(EXERCISE DETAILS)
Locate every line in the items below that contains the word "table" and copy each of those lines.

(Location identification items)
*****

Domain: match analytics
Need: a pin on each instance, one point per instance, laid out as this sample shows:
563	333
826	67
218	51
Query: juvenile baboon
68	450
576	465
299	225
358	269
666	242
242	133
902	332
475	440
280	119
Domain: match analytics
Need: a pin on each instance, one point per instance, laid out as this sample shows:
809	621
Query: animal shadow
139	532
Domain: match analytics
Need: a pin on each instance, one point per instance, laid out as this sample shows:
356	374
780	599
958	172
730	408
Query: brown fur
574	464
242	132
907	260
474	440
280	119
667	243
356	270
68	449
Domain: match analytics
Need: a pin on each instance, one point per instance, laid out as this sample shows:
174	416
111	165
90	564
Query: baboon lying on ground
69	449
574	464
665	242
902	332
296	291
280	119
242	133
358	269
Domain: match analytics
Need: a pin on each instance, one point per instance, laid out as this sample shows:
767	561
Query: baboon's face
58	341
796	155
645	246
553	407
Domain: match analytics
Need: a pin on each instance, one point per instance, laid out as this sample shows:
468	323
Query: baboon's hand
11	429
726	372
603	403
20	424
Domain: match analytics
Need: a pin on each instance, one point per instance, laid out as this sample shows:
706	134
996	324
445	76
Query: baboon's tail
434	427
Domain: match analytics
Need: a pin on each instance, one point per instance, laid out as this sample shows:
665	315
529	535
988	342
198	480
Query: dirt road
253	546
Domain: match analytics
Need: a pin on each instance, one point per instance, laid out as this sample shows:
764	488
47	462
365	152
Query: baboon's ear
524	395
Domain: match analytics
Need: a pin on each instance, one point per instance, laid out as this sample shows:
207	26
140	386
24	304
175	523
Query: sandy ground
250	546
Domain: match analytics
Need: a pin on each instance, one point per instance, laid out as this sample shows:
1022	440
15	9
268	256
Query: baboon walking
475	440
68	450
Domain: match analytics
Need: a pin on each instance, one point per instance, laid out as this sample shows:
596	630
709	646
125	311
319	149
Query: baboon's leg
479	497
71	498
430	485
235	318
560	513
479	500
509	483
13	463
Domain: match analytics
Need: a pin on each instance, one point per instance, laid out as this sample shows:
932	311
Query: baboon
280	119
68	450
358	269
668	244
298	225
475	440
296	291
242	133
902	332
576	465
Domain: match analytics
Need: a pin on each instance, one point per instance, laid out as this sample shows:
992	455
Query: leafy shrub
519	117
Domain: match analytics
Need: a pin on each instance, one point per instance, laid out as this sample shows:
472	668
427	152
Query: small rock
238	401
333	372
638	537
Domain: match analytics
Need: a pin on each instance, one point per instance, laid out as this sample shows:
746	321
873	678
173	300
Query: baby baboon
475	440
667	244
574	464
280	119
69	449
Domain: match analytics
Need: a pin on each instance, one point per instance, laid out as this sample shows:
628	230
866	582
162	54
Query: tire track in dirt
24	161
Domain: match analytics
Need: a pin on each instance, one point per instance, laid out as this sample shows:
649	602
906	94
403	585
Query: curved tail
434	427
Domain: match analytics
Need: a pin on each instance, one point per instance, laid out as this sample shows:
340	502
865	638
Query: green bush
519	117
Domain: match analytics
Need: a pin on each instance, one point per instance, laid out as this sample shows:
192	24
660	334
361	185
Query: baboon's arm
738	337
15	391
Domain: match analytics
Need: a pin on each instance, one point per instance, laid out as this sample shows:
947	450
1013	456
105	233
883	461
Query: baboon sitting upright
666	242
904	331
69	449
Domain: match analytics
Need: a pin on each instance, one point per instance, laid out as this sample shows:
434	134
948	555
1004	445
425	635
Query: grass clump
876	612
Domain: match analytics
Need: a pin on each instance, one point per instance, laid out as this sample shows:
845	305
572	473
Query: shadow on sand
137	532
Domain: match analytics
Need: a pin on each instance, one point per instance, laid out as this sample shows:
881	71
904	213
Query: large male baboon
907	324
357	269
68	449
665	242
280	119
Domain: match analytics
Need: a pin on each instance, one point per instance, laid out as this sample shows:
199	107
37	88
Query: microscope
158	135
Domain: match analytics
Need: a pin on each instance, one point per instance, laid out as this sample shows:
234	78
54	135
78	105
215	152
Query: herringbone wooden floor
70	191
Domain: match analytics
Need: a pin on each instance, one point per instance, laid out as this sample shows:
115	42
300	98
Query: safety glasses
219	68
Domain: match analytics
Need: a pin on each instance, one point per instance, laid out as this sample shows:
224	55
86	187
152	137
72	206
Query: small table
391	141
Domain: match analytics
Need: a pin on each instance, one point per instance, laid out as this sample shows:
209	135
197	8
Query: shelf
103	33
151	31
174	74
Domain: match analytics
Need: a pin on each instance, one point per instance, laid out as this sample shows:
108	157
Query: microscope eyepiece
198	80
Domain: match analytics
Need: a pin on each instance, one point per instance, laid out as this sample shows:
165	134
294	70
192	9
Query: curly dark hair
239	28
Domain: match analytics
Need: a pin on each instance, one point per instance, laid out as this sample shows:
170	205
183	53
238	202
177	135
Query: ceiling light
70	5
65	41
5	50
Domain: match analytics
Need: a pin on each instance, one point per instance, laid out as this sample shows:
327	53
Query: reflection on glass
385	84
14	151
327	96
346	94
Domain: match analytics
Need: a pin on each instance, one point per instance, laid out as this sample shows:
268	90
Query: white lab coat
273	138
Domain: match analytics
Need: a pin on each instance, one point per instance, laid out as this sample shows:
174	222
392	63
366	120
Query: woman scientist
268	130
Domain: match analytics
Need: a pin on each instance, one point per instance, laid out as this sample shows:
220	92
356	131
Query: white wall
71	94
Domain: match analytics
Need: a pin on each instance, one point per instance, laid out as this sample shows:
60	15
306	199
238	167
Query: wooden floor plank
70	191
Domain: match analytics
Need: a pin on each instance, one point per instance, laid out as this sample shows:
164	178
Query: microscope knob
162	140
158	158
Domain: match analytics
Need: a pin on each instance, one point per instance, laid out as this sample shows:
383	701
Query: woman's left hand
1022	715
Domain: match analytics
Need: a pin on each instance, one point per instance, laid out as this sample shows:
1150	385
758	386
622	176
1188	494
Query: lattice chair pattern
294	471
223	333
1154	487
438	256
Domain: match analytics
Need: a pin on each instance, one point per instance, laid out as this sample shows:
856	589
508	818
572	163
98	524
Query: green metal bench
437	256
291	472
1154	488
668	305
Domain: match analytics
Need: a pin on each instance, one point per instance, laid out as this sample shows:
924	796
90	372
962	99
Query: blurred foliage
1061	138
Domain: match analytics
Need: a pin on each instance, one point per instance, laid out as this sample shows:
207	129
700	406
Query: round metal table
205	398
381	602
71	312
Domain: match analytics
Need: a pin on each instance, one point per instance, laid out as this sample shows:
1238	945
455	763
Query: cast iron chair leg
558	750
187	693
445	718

*****

(RESPONSE)
Query: small table
Query: round metal table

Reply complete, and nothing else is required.